- **What to work on**:
[1] In the text on life insurance for a domestic partner's child, what does the first sentence name as the determining factor?
[2] Return, word for word, the stretch of the text on life insurance for a domestic partner's child from "If you are not" through "a great deal.".

Guardianship of the child will be the determining factor in this situation. What it boils down is that you will have to show an insurable interest in the child, typically meaning you are the parent, guardian, or caregiver. If your domestic partner is your dependent, then the child would naturally be your dependent as well. If your domestic partner does not rely on your for support, has her own insurance, or if domestic partnerships are not recognized, then you would not be allowed to add a life insurance rider for the child.

If the state you live in recognizes domestic partnerships but your insurance company does not, or if your insurer recognizes then and the state does not, you can still add the child of your partner. If the state recognizes domestic partnerships, the insurance company must honor the law, but if the law does not recognize them, the insurance company still has the option of treating your partner as though she were a spouse.

If you are not able to add the child to your life insurance, your partner will be able to. As the birth mother and primary caregiver for the child, your partner cannot be denied the ability to insure her child. However, it might be a better idea to get life insurance quotes for a standalone policy for the child. That will guarantee insurability even if medical conditions develop later in life, and give the child the lowest rates available on the premiums.

Either through your own policy or that of your domestic partner, the child will be insurable when it is born. If you are legally recognized as domestic partners, then you have the rights of a spouse where the child is concerned, including the ability to buy or change insurance policies for life and health coverage. Bear in mind that adding a child rider will increase the cost of your premiums somewhat, but not a great deal.

- **Records shown**:

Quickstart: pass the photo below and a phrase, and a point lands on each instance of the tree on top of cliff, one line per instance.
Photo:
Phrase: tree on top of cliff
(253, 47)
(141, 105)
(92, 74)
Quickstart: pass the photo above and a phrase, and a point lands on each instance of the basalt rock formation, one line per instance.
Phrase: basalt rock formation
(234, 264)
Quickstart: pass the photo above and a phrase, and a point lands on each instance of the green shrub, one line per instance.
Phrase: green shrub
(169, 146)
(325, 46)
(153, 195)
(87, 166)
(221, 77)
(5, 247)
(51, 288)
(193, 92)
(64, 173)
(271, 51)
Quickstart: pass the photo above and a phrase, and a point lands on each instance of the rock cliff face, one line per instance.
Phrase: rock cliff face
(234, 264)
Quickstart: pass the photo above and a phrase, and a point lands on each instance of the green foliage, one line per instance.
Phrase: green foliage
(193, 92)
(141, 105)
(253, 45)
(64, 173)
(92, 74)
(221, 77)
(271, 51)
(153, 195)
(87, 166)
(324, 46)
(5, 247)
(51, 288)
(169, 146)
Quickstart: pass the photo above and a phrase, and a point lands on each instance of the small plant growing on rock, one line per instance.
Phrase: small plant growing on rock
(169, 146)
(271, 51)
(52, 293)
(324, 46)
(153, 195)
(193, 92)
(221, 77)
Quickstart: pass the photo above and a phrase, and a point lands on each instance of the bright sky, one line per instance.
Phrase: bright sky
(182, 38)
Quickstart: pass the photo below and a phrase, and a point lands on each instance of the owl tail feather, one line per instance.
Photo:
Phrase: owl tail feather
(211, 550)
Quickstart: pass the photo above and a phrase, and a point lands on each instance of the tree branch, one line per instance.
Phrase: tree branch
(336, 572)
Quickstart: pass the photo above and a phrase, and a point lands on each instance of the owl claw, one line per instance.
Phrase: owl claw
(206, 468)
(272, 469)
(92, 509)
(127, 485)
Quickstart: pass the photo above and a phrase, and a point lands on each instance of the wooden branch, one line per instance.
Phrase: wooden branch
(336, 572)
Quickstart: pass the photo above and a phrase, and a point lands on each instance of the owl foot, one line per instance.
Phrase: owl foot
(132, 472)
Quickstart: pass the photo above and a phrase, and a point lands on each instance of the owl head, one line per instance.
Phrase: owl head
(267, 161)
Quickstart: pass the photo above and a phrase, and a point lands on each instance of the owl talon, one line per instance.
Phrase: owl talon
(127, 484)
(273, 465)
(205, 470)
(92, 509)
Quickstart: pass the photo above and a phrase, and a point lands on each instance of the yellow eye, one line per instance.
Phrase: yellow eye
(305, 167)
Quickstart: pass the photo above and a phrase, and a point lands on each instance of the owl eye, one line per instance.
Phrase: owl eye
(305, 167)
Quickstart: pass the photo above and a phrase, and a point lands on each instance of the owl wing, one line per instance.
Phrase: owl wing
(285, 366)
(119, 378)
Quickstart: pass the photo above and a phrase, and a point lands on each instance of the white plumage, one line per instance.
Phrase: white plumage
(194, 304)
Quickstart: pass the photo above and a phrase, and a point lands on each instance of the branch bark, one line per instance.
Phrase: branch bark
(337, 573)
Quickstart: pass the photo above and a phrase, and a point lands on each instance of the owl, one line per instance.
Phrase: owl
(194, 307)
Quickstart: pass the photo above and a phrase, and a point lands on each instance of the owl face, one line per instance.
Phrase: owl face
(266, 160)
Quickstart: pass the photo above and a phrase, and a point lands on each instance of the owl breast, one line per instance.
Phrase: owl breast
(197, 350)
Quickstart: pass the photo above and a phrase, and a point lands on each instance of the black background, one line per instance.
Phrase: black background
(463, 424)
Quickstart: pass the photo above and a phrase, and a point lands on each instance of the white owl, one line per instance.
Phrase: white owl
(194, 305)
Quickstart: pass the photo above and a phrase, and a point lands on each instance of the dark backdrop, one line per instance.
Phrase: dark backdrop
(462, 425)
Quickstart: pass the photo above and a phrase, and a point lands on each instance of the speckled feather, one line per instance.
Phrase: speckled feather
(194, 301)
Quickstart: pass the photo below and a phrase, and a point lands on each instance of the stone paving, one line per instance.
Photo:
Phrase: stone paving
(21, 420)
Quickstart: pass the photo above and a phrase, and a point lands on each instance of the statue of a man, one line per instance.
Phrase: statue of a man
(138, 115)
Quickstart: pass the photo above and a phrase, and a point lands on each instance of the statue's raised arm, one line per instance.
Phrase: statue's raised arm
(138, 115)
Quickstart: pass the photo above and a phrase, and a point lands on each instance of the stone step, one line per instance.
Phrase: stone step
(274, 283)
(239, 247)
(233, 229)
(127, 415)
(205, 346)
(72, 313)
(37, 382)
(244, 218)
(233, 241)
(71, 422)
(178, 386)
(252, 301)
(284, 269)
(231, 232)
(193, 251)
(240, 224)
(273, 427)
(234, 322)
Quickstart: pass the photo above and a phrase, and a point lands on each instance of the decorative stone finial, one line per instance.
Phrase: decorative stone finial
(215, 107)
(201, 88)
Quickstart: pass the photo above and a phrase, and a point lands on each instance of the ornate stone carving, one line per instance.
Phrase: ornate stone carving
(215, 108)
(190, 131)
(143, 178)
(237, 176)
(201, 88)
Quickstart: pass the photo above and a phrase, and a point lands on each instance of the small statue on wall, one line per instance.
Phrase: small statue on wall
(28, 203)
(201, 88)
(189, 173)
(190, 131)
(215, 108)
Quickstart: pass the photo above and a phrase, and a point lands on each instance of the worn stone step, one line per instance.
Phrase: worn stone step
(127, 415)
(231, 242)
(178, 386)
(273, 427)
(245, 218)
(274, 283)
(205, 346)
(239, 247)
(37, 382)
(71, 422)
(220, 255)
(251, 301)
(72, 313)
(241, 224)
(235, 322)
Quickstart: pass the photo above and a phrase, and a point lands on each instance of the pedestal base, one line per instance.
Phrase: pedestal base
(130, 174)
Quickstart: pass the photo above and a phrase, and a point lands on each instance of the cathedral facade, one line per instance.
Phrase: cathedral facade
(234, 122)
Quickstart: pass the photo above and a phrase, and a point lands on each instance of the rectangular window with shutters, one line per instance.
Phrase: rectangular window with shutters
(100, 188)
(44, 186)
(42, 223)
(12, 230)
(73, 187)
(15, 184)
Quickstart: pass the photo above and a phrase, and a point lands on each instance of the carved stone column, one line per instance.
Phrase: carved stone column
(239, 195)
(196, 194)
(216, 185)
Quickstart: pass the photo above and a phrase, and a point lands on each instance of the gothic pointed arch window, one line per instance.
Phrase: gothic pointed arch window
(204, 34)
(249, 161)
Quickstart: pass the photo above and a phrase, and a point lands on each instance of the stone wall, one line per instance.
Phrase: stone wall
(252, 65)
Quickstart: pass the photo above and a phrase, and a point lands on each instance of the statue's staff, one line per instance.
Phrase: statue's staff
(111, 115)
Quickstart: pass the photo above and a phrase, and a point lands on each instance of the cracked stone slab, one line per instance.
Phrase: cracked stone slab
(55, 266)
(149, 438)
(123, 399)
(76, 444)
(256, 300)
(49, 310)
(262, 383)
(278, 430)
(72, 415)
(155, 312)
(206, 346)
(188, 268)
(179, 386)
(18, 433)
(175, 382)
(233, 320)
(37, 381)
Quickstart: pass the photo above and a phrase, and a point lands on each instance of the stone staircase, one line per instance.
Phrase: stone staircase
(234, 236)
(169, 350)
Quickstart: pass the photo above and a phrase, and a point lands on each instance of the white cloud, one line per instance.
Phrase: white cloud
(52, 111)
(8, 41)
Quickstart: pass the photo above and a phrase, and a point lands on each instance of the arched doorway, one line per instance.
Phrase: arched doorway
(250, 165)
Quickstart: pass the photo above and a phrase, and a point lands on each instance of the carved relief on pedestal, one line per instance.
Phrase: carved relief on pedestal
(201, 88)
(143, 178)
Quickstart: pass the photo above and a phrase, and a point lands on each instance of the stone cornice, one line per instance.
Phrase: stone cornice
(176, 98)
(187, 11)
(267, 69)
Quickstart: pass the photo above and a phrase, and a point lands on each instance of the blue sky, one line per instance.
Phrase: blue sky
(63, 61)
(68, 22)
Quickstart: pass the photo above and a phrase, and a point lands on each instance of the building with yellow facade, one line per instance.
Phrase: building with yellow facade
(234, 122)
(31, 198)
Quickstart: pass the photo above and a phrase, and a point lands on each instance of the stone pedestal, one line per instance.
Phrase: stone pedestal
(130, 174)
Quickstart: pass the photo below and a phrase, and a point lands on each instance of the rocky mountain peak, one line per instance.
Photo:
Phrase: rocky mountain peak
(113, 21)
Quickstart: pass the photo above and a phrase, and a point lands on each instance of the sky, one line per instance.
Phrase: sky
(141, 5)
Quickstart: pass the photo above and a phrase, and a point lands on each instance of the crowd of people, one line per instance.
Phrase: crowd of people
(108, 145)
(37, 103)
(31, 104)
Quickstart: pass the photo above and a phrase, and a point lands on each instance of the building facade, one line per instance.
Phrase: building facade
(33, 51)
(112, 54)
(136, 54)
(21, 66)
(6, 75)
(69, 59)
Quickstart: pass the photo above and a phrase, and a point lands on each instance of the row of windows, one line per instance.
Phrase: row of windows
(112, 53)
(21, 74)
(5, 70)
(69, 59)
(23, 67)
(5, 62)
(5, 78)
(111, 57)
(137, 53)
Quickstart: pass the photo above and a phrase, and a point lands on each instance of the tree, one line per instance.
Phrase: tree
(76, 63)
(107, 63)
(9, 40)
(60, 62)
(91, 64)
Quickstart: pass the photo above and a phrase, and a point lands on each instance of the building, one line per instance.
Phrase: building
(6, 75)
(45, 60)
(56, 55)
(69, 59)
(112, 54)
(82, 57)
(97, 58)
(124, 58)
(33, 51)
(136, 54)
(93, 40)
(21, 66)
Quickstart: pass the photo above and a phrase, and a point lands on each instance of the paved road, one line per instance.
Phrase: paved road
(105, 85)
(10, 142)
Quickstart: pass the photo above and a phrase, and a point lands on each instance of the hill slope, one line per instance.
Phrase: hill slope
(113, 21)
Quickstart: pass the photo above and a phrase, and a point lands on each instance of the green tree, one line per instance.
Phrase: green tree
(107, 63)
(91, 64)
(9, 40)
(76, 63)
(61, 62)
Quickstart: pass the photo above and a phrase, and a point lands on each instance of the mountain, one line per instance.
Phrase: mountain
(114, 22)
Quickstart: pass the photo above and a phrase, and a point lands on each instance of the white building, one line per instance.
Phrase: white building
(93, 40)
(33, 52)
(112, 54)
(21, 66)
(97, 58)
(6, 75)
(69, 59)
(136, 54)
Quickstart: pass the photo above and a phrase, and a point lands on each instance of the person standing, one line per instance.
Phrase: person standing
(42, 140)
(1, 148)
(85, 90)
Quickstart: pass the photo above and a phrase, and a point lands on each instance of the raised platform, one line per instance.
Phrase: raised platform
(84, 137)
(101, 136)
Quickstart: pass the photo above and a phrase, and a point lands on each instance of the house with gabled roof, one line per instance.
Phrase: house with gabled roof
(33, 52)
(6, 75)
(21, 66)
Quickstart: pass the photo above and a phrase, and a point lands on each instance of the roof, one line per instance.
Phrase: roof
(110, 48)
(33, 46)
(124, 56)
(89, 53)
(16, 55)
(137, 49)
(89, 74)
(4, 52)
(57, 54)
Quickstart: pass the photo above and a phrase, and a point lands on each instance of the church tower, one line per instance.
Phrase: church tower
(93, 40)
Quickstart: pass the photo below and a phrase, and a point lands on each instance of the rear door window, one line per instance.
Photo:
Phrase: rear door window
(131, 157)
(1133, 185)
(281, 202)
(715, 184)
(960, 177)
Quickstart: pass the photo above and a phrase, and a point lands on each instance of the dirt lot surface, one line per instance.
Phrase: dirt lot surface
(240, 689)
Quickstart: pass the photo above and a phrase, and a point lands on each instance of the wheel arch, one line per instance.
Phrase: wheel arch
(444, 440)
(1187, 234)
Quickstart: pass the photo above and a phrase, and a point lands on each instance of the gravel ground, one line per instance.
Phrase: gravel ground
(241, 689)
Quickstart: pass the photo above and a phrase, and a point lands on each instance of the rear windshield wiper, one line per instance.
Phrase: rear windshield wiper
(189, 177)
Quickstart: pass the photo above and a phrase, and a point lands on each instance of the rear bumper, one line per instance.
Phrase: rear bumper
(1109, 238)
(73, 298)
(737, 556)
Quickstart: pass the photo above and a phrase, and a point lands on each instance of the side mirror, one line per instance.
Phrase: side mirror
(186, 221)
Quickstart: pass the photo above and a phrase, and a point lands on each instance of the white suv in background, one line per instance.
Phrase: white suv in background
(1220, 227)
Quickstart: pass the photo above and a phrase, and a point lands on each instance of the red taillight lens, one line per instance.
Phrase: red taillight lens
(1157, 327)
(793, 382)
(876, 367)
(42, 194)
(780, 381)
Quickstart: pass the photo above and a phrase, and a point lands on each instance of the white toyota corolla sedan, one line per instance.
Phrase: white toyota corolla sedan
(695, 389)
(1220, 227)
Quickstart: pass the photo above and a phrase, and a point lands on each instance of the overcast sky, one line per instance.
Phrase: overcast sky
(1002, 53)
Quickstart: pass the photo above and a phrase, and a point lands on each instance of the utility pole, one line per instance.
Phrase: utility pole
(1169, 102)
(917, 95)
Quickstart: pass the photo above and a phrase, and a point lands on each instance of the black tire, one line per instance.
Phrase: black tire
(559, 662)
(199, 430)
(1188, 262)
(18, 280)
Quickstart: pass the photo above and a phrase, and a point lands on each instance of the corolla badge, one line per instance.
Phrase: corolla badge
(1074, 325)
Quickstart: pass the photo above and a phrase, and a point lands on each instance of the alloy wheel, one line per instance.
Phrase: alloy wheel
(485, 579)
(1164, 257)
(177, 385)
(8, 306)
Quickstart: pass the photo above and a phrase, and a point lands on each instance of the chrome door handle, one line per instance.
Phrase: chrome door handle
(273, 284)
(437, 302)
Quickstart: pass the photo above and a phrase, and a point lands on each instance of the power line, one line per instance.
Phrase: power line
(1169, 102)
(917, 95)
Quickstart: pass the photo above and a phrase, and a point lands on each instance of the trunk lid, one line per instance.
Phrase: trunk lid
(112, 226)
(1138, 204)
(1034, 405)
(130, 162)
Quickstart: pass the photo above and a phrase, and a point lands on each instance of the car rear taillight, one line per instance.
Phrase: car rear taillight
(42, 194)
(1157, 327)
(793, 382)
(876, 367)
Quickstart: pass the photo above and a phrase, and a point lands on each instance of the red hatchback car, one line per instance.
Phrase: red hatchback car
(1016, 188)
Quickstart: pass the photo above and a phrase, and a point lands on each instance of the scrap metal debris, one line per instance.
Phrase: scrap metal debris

- **Replies**:
[1] Guardianship of the child.

[2]
If you are not able to add the child to your life insurance, your partner will be able to. As the birth mother and primary caregiver for the child, your partner cannot be denied the ability to insure her child. However, it might be a better idea to get life insurance quotes for a standalone policy for the child. That will guarantee insurability even if medical conditions develop later in life, and give the child the lowest rates available on the premiums.

Either through your own policy or that of your domestic partner, the child will be insurable when it is born. If you are legally recognized as domestic partners, then you have the rights of a spouse where the child is concerned, including the ability to buy or change insurance policies for life and health coverage. Bear in mind that adding a child rider will increase the cost of your premiums somewhat, but not a great deal.